PASSAGE:

I would rethink your training process and move it into smaller pieces. Spend a week just putting him in and out of the vehicles - with a treat once he is inside and accepting of course - do not treat if he is shaking and slobbering as that is rewarding his fear based behavior. Also, do not try to comfort him when he is upset. Again, that tells him that his fear based behavior is the right one. Ignore his fear and focus on being calm yourself as your dog can read your feelings.

At this poing don't even think of taking him any where. Don't even turn on the car. Do it several times a day. First stay with him and then leave him in his crate in the back for a few minutes. Then move to putting him in and turing on the car. Again, don't move the car at all. Sit there and listen to the radio, give him treats.

By the time you can just sit in the car with him he should have only good associations with the vehicle and you can drive around the block. Keep first trips short and frequent. 

Soon he will be dancing around the car in anticipation of a trip.


----------



## BajaOklahoma (Sep 27, 2009)

Riding in the back of a pickup is legal here in Texas, but not a good choice IMO. 
The wind noise and the wind hitting their eyes is a huge issue. When you get ready to drive around, close the windows and see if that helps. He may not like the pickup bed and associate the wind noise with riding in the back of the pickup.

And I have to second trying the front seat. Rogue foamed at the mouth (incredible amounts) when riding in the back of the SUV in her crate. We tried the front seat for a few weeks, with excellent results. We have been able to move her back to her crate for trips with no more issues. We go to the lake every weekend, 200 miles round trip, so dealing with this was a huge concern. I can open the car door and say "Load up" and in in she goes. In fact, she taught Banker to jump up in the car (it has one of the higher beds and I was having to lift him).

Try different treats too. My Rogue loves Cheddar Goldfish - not the healthiest treat for a dog, but I mentally justify it as a training aid. I am up to 6 behaviors for each Goldfish.

Does he have any "best friends" that could help you with this? I've found that my dogs learn quickly from other dogs. Having a dog around that enjoys getting in the car and going for rides would be a great role model for your dog.


----------



## MrsKuhn (Aug 22, 2013)

In the back of the truck we have a bed rug and rubber mat. So he for sure isn't getting thrown around or slipping. 

We are currently taking baby steps with the SUV, at this moment we are just working on getting him in the back on his own. (He needs a step because he won't jump) Then we will work on shutting the door after a fee days I don't have to coax him for half an hour to get in. Baby steps. Although in a week I have to take him to the vet... ( might just walk there. Long walk but we will see.

DATA SHOWN:
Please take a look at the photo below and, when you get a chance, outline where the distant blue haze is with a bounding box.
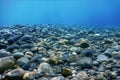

INSTRUCTION: Continue the forum thread about helping a dog get used to riding in vehicles.

EXPECTED ANSWER:
As for friends. He has Baxter ( our chihuahua ) that loves the car. He has never ridden alone. But maybe I'll try the neighbor dogs for training 


Sent from Petguide.com Free App


----------



## quilter (Sep 12, 2011)

Casper is two years old and still hates the car. He is fine once he's in there, but he will not get in. Basically we lure and nudge him up the ramp. 

We did find a fix, but it is so inconvenient that I can't stick with it. I fed him all his meals in the car for a week. Then he jumped in the car. But I had to feed him in the car everyday. 

Another thing that sort of works is the clip his leash in the car and then we all get in the car. At that point, he'd rather be with us than standing in the parking lot and he gets in the car.


----------



## MrsKuhn (Aug 22, 2013)

Tanner had his best training day today by far!!! I think it had a lot to do with his treat today. But, he jumped in the car without any aid... All on HIS OWN 15 times. We ended on the positive note. I'm so happy and proud. He was using a box and only would get in like three - four times if I was lucky. CYBER HIGH FIVE!!! 











Tanners high value treat. He went crazy for this stuff!!! Best thing is I can get three training sessions out of this 99 cent can!!! SCORE! 


Sent from Petguide.com Free App


----------



## MrsKuhn (Aug 22, 2013)

Had to use the box today. But he got in with hardly any coaxing. We sat in the drive way with the car on and off and back on for the first session. 

Second one I waited till my husband got home and asked Tanner to load up ( with his box ) turned the car on and off a few times. Then went for a drive around the block with me in the back seat treating for laying every few feet. Out then back in then around the block for a total of three times. Then ended the session on a good note. 

Would you do it any different? Maybe another step to take?? 


Sent from Petguide.com Free App


----------



## MrsKuhn (Aug 22, 2013)

Bump for help.


----------



## PiratesAndPups (Sep 24, 2013)

Sounds like progress is being made. I would just continue slowly with the same techniques. Don't overdo it and always end on a high note.


----------



## tippykayak (Oct 27, 2008)

Mrskuhn said:


> Had to use the box today. But he got in with hardly any coaxing. We sat in the drive way with the car on and off and back on for the first session.
> 
> Second one I waited till my husband got home and asked Tanner to load up ( with his box ) turned the car on and off a few times. Then went for a drive around the block with me in the back seat treating for laying every few feet. Out then back in then around the block for a total of three times. Then ended the session on a good note.
> 
> Would you do it any different? Maybe another step to take??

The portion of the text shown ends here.